Task:
Continue the passage below about Mary and Faye's blackmail storyline from its last sentence.
─── Document section ───
Faye is arrested which Mary is "delighted" at, since she is terrified by the idea of standing in court and being cross-questioned. Months after her arrest, it was confirmed that Gurnett would be reprising her role as Faye in a blackmail plot. Faye reveals that she possesses a nude photo of Mary, which she took without consent and threatens to release the picture to Mary's contacts, unless Mary withdraws her police statement over the con. Jameson explained that Mary is especially worried about the photo being released since she harbours fears of being laughed at due to her age. She explained: "I think women in their 70s having a sex life is a very delicate conversation to have anyway, let alone when that woman has recently come out as a lesbian." The fear makes Mary consider changing her statement, but after hearing from April that she wants to become a journalist like Mary to uncover exploitation, she decides against it. Jameson said: "It kind of quietly shames Mary into thinking, 'Yes, that's the woman I am, really'".
─── Recorded data ───
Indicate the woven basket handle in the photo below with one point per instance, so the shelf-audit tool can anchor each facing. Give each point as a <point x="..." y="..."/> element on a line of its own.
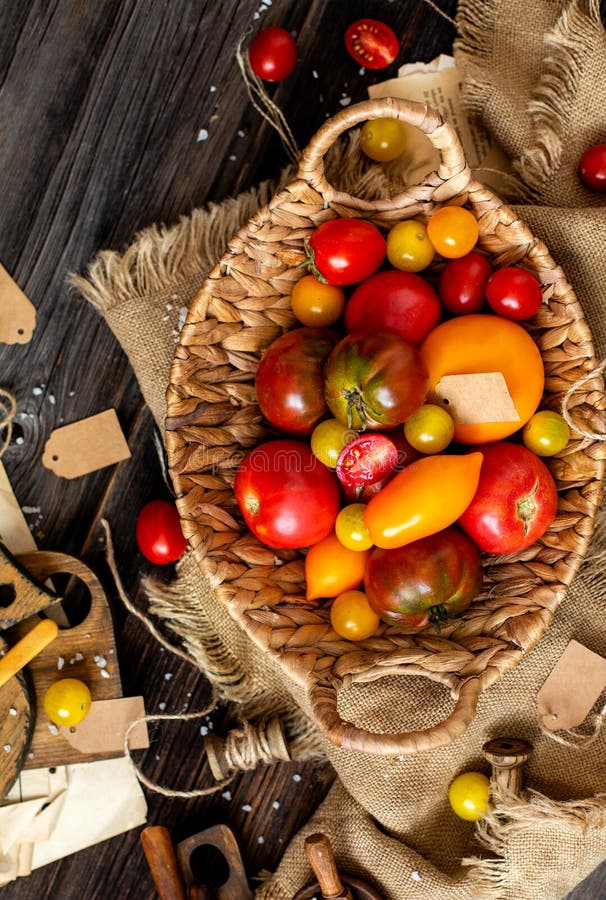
<point x="451" y="179"/>
<point x="350" y="737"/>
───
Task result:
Faye releases the revenge porn of Mary, who is initially horrified. However, after a pep talk from Kim, she becomes empowered about what has happened. Weeks after the revenge porn, Mary "faces a new struggle" by trying to move on with dating. Jameson opined that Mary saw Faye as the love of her life so quickly, and to be betrayed by her, it had become very tough for Mary. Mary is a proud person and does not want to appear weak. She feels as though weakness got her into the situation with Faye, so if she feels it again, the same thing could happen. She "puts on a brave face" and attends the trial, claiming to have arranged a date for afterwards. Rhona and Marlon are not convinced by her words, but Paddy Kirk (Dominic Brunt) is the person to discover she has been lying about going on dates. He persuades her to confide in Rhona and Marlon. Rhona organises a day for Mary, Marlon and Paddy to face their fears, which leaves Mary daunted since she is used to solving others' problems. Despite her fears, Mary is glad to have people's support and Jameson said that the scenes are a "turning point" in the storyline, with Mary going on a date with Suzy's colleague, Rosalind (Karen Ascoe).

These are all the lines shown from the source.